Activity: Give back only the lines in the records below from the one with "Every instance of the trailhawk" to the one with "Every instance of the concrete", both inclusive, word for word.
_ _ _ _ _
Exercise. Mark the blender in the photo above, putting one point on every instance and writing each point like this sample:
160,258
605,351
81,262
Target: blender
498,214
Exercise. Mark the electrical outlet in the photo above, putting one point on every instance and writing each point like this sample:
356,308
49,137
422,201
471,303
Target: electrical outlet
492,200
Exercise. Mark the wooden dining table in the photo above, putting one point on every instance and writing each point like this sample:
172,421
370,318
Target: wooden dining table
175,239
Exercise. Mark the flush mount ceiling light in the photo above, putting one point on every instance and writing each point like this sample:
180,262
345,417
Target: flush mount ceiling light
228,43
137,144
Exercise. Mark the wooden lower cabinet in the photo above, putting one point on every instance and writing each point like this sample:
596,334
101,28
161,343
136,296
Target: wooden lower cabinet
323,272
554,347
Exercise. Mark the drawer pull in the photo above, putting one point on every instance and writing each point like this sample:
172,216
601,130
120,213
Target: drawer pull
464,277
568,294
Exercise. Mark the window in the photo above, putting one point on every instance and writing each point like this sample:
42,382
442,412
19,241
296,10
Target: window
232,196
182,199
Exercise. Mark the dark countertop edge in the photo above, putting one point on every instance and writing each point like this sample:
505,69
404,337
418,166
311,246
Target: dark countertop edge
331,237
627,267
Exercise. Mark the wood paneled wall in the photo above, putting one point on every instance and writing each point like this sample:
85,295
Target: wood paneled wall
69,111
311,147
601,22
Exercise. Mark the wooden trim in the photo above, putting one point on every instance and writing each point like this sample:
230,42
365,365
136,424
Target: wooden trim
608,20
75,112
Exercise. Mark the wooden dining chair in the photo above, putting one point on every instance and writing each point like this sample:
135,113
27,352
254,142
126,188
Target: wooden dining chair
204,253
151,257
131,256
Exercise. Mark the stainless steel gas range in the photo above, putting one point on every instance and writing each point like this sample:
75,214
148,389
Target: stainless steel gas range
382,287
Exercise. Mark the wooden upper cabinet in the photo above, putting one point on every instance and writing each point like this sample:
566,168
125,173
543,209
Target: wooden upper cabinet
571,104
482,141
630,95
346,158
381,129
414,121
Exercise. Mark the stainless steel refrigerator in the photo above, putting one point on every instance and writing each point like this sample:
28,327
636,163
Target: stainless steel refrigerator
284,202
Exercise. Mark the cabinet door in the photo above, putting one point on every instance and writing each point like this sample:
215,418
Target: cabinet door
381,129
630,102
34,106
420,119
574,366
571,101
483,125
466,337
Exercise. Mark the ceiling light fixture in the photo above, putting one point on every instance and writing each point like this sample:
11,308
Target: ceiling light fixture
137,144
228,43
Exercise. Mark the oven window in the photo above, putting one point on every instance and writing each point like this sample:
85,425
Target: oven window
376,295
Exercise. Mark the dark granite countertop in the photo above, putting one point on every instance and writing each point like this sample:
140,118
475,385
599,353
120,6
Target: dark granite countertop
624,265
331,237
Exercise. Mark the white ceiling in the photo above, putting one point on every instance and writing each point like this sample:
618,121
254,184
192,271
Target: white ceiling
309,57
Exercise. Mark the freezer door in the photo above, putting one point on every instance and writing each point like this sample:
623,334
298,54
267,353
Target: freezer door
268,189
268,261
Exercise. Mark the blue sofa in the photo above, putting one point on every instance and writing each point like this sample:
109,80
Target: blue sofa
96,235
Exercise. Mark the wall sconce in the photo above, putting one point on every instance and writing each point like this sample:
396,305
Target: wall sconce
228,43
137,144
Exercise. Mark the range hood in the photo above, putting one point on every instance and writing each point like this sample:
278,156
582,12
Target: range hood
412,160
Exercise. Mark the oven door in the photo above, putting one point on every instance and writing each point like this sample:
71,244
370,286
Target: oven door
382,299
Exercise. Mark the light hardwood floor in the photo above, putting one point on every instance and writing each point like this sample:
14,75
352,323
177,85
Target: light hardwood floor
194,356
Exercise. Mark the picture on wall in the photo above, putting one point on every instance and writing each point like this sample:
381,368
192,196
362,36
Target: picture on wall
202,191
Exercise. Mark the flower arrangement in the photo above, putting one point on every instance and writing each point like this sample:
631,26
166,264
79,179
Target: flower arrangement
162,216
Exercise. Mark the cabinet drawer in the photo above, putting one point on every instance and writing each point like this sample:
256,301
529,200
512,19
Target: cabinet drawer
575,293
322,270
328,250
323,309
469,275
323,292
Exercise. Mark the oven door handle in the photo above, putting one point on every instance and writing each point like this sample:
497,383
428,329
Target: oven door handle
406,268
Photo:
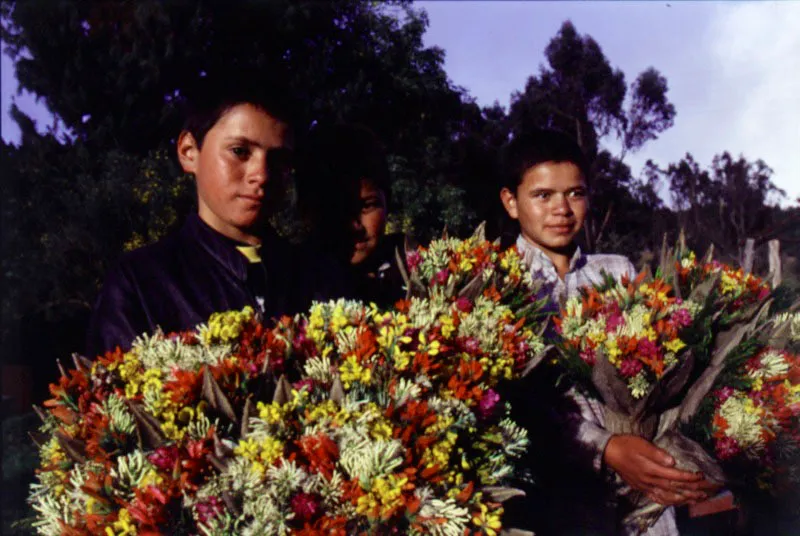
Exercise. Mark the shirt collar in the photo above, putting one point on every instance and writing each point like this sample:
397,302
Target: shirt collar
536,259
219,246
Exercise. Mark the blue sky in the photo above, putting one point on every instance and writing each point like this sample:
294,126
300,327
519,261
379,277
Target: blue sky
733,68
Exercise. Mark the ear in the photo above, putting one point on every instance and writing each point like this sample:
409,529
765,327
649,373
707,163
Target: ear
509,201
188,152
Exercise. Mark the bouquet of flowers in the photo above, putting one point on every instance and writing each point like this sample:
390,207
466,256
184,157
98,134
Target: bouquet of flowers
751,423
652,349
345,420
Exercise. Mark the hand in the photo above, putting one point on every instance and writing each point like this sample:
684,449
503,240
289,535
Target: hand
650,470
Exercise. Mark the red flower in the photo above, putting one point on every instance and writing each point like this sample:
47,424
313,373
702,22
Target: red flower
305,506
630,368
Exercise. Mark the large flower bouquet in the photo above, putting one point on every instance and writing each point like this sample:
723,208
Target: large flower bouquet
345,420
651,350
751,421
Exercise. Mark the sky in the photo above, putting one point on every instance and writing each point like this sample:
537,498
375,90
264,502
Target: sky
733,68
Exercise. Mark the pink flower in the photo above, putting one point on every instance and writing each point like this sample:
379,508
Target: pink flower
464,304
211,509
723,394
647,348
164,457
682,318
630,367
613,322
726,448
472,345
413,259
589,357
305,506
487,403
307,382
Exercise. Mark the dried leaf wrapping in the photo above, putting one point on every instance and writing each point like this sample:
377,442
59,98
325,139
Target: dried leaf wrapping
216,397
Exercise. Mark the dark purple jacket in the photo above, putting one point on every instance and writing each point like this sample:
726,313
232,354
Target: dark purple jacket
179,281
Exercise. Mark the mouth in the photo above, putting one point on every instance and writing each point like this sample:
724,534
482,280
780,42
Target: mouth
560,229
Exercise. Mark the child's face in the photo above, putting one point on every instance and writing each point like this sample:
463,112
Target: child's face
370,223
550,203
231,168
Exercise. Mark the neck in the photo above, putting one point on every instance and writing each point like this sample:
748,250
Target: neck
560,257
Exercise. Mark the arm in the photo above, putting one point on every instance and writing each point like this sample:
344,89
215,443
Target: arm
118,316
639,463
650,470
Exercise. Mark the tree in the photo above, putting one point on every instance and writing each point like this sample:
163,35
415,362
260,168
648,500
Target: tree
580,93
115,74
725,204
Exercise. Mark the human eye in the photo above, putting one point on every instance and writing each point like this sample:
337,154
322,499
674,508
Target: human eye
578,193
240,151
370,204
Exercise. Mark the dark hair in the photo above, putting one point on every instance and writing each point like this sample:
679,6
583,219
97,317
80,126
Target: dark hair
211,96
333,161
536,147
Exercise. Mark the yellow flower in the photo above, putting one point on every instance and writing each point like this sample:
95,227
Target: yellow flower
352,371
272,413
488,521
674,345
123,526
448,327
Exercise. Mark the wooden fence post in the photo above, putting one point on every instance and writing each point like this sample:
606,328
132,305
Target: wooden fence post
749,251
775,262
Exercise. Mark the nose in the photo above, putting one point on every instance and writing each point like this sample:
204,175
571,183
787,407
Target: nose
562,205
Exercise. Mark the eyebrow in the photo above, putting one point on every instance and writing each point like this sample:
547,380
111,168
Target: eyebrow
242,139
551,190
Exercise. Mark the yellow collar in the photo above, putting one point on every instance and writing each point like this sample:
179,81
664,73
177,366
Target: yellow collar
251,252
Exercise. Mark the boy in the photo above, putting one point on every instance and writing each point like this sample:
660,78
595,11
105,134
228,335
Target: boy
545,189
236,142
344,183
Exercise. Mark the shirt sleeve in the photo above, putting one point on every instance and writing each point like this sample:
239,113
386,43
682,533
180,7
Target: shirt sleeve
588,437
118,316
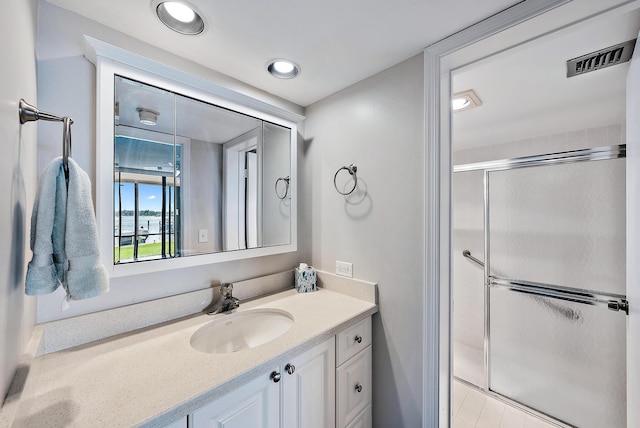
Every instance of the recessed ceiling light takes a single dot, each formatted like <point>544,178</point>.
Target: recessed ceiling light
<point>283,68</point>
<point>180,16</point>
<point>147,116</point>
<point>465,100</point>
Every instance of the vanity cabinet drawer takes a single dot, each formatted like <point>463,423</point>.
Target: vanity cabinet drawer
<point>352,340</point>
<point>354,385</point>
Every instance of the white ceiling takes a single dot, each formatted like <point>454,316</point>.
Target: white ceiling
<point>525,91</point>
<point>336,42</point>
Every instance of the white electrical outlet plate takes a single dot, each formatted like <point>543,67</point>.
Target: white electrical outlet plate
<point>344,269</point>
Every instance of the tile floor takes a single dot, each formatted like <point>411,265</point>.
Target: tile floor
<point>473,409</point>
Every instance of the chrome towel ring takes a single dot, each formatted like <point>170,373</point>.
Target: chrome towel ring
<point>351,169</point>
<point>29,113</point>
<point>286,187</point>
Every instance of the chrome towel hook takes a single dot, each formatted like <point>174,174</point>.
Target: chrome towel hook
<point>352,170</point>
<point>29,113</point>
<point>286,187</point>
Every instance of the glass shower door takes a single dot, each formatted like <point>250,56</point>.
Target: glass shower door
<point>468,279</point>
<point>556,245</point>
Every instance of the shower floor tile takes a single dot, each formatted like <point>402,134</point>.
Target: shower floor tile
<point>474,409</point>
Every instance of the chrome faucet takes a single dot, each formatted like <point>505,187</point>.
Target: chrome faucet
<point>226,302</point>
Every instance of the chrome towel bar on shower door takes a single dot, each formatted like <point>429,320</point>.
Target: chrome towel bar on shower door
<point>613,302</point>
<point>467,254</point>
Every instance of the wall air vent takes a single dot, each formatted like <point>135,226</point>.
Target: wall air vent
<point>601,59</point>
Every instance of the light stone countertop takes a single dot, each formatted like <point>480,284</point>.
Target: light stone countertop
<point>153,377</point>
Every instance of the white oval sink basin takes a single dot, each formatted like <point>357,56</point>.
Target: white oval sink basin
<point>241,330</point>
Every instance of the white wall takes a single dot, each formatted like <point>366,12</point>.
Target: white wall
<point>17,181</point>
<point>377,124</point>
<point>66,86</point>
<point>205,197</point>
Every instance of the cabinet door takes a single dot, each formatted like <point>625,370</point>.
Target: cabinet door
<point>255,404</point>
<point>308,392</point>
<point>354,386</point>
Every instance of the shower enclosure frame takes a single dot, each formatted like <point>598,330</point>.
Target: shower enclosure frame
<point>493,35</point>
<point>614,302</point>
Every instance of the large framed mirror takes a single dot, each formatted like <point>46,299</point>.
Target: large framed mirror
<point>186,177</point>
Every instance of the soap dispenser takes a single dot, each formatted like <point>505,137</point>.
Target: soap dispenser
<point>305,278</point>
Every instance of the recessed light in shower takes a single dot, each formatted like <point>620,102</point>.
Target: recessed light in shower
<point>283,68</point>
<point>465,100</point>
<point>180,16</point>
<point>148,116</point>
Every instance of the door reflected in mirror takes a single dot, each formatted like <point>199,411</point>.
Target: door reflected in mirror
<point>193,178</point>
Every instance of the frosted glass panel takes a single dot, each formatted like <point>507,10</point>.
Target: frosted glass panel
<point>573,213</point>
<point>564,359</point>
<point>467,277</point>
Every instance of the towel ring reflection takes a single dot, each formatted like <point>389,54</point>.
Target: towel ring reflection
<point>286,187</point>
<point>351,169</point>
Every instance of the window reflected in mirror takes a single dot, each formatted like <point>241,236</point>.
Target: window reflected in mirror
<point>194,178</point>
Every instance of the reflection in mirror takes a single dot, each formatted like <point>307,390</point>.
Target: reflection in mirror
<point>194,178</point>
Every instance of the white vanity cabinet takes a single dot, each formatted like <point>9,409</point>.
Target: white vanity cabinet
<point>328,386</point>
<point>308,388</point>
<point>354,376</point>
<point>298,393</point>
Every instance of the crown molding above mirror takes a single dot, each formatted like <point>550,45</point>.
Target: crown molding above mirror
<point>113,63</point>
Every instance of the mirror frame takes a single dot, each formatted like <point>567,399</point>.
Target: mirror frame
<point>111,61</point>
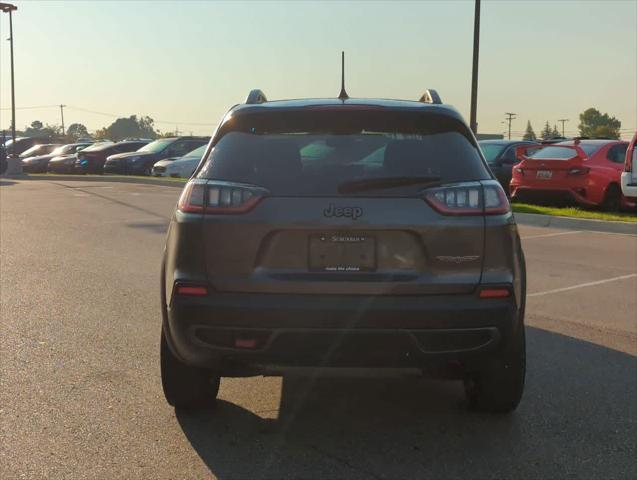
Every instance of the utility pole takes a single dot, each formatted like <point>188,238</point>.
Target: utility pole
<point>509,119</point>
<point>62,113</point>
<point>474,74</point>
<point>7,7</point>
<point>563,120</point>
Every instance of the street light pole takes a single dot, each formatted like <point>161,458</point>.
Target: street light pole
<point>473,123</point>
<point>7,7</point>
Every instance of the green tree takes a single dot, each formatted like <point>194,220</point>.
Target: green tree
<point>131,127</point>
<point>77,130</point>
<point>529,134</point>
<point>555,133</point>
<point>547,132</point>
<point>595,124</point>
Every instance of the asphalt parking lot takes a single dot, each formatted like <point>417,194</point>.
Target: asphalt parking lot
<point>80,395</point>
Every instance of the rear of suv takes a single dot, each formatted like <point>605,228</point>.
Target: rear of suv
<point>343,233</point>
<point>629,175</point>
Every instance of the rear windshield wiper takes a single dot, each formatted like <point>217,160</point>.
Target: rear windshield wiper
<point>378,183</point>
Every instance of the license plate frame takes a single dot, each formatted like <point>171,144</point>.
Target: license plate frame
<point>342,253</point>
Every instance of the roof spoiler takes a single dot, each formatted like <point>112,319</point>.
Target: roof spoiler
<point>521,151</point>
<point>430,96</point>
<point>256,96</point>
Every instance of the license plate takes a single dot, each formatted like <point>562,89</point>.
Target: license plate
<point>342,253</point>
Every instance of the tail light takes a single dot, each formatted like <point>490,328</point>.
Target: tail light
<point>577,171</point>
<point>487,198</point>
<point>210,197</point>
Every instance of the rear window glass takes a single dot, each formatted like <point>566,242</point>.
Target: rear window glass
<point>312,152</point>
<point>559,153</point>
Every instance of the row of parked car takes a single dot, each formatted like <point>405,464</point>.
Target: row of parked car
<point>175,157</point>
<point>588,172</point>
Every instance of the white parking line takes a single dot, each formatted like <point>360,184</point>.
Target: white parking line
<point>582,285</point>
<point>555,234</point>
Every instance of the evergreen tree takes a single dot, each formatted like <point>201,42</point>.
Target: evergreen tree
<point>555,133</point>
<point>529,134</point>
<point>595,124</point>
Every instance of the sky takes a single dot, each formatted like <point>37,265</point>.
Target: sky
<point>185,63</point>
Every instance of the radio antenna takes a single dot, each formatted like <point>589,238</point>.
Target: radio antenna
<point>343,95</point>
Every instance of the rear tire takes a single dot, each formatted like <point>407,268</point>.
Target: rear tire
<point>612,198</point>
<point>184,386</point>
<point>498,387</point>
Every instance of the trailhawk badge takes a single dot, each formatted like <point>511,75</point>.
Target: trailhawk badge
<point>349,212</point>
<point>457,259</point>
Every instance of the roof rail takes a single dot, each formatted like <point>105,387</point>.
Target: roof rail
<point>430,96</point>
<point>256,96</point>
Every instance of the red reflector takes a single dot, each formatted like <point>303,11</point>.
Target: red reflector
<point>245,342</point>
<point>494,293</point>
<point>193,291</point>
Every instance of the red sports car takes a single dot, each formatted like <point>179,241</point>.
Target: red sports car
<point>585,171</point>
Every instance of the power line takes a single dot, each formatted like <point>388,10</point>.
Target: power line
<point>112,115</point>
<point>31,108</point>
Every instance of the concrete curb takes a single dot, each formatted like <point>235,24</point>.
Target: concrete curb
<point>104,178</point>
<point>570,223</point>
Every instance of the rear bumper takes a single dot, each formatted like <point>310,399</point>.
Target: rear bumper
<point>237,334</point>
<point>550,195</point>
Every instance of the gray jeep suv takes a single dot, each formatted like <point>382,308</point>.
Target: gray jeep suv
<point>345,233</point>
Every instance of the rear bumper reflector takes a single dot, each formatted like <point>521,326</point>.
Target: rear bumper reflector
<point>494,293</point>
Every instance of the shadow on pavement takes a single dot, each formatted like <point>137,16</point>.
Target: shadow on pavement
<point>577,419</point>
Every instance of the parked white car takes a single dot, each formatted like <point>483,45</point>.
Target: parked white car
<point>629,175</point>
<point>181,166</point>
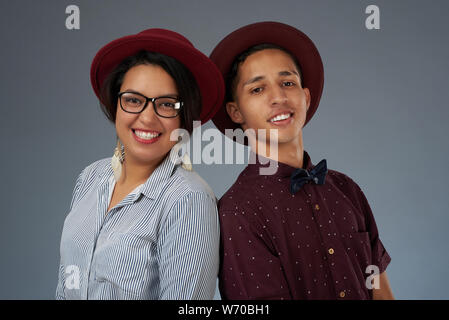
_ _ _ _ _
Answer area:
Every instance of the trailhawk badge takes a single dot, each formatted like <point>511,75</point>.
Target: trailhawk badge
<point>349,212</point>
<point>457,259</point>
Every instance of the roof rail takes a single dot, each formatted like <point>105,387</point>.
Target: roof rail
<point>430,96</point>
<point>256,96</point>
Every instance of the red reflector takes a single dot, each formatted like <point>303,11</point>.
Target: red reflector
<point>245,342</point>
<point>494,293</point>
<point>193,291</point>
Every instance of the red sports car takes a single dot, each formatted like <point>179,241</point>.
Target: red sports car
<point>585,171</point>
Every instance of the power line takes a single dot, each formatted like <point>388,10</point>.
Target: power line
<point>112,115</point>
<point>31,108</point>
Every instance of the concrete curb takes a single dot, each formatted like <point>235,24</point>.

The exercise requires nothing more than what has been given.